## Task goal
According to the web scraping exercise, why does the Response object returned by the `.get()` function contain all the information one could want from the page? Answer in one to three sentences.

## Excerpt to read

::::::

{
"cells": [
{
"cell_type": "markdown",
"metadata": {},
"source": [
"#
CS109A Introduction to Data Science \n",
"\n",
"## Lecture 3, Exercise 1: Web Scraping and Parsing Intro\n",
"\n",
"\n",
"**Harvard University**
\n",
"**Fall 2020**
\n",
"**Instructors**: Pavlos Protopapas, Kevin Rader, and Chris Tanner\n",
"\n",
"---"
]
},
{
"cell_type": "markdown",
"metadata": {},
"source": [
"# Title\n",
"\n",
"**Exercise 1: Web Scraping and Parsing Intro**\n",
"\n",
"# Description\n",
"\n",
"**OVERVIEW**\n",
"\n",
"As we learned in class, the three most common sources of data used for Data Science are:\n",
"\n",
"- files (e.g, `.csv`, `.txt`) that already contain the dataset\n",
"- APIs (e.g., Twitter or Facebook)\n",
"- web scraping (e.g., Requests)\n",
"\n",
"Here, we get practice with web scraping by using **Requests**. Once we fetch the page contents, we will need to extract the information that we actually care about. We rely on BeautifulSoup to help with this."
]
},
{
"cell_type": "code",
"execution_count": 27,
"metadata": {},
"outputs": [],
"source": [
"import re\n",
"import requests\n",
"from bs4 import BeautifulSoup"
]
},
{
"cell_type": "markdown",
"metadata": {},
"source": [
"## **NOTE**: After running every cell, be sure to auto-grade your work by clicking 'Mark' in the lower-right corner. Otherwise, no credit will be given.\n",
"\n",
"For this exercise, we will be grabbing data (the Top News stories) from [AP News](apnews.com), a not-for-profit news agency."
]
},
{
"cell_type": "code",
"execution_count": null,
"metadata": {},
"outputs": [],
"source": [
"# the URL of the webpage that has the desired info\n",
"url = \"https://apnews.com/hub/ap-top-news\""
]
},
{
"cell_type": "markdown",
"metadata": {},
"source": [
"# Web Scraping (Graded)"
]
},
{
"cell_type": "markdown",
"metadata": {},
"source": [
"Let's use [`requests`](https://requests.readthedocs.io/en/master/user/quickstart/) to fetch the contents. Specifically, the [`requests`](https://requests.readthedocs.io/en/master/user/quickstart/) library has a `.get()` function that returns a [Response object](https://www.w3schools.com/python/ref_requests_response.asp). A Response object contains the server's _response_ to the HTTP request, and thus contains all the information that we could want from the page.\n",
"\n",
"Below, fill in the blank to fetch AP News' Top News website."
]
},
{
"cell_type": "code",
"execution_count": null,
"metadata": {},
"outputs": [],
"source": [
"### edTest(test_a) ###\n",
"home_page = requests.get(____)\n",
"home_page.status_code"
]
},
{
"cell_type": "markdown",
"metadata": {},
"source": [
"You should have received a status code of 200, which means the page was successfully found on the server and sent to receiver (aka client/user/you). [Again, you can click here](https://www.restapitutorial.com/httpstatuscodes.html) for a full list of status codes. Recall that sometimes, while browsing the Internet, webpages will report a 404 error, possibly with an entertaining graphic to ease your pain. That 404 is the status code, just like we are using here!"

::::::

## Material provided
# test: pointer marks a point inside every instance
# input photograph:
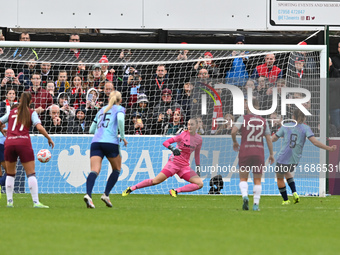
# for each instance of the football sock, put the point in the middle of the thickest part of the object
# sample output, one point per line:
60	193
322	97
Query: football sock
257	193
244	188
33	185
90	182
291	184
283	192
142	184
3	180
9	188
111	181
188	188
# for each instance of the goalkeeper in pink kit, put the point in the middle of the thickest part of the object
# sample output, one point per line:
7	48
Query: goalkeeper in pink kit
187	142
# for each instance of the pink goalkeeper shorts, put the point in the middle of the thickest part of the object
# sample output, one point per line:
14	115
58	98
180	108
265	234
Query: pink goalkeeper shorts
184	172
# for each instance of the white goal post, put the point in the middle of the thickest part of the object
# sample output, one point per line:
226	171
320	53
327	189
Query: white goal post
145	155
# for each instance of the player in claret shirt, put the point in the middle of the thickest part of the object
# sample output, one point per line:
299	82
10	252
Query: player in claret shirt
251	152
187	142
18	144
294	136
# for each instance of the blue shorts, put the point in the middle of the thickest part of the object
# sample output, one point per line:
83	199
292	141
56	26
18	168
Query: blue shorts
285	168
109	150
2	152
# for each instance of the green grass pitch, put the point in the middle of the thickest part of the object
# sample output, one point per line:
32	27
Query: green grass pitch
160	224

::::::

## Solved exercise
The Response object contains the server's response to the HTTP request. For that reason, it holds all the information that could be wanted from the page.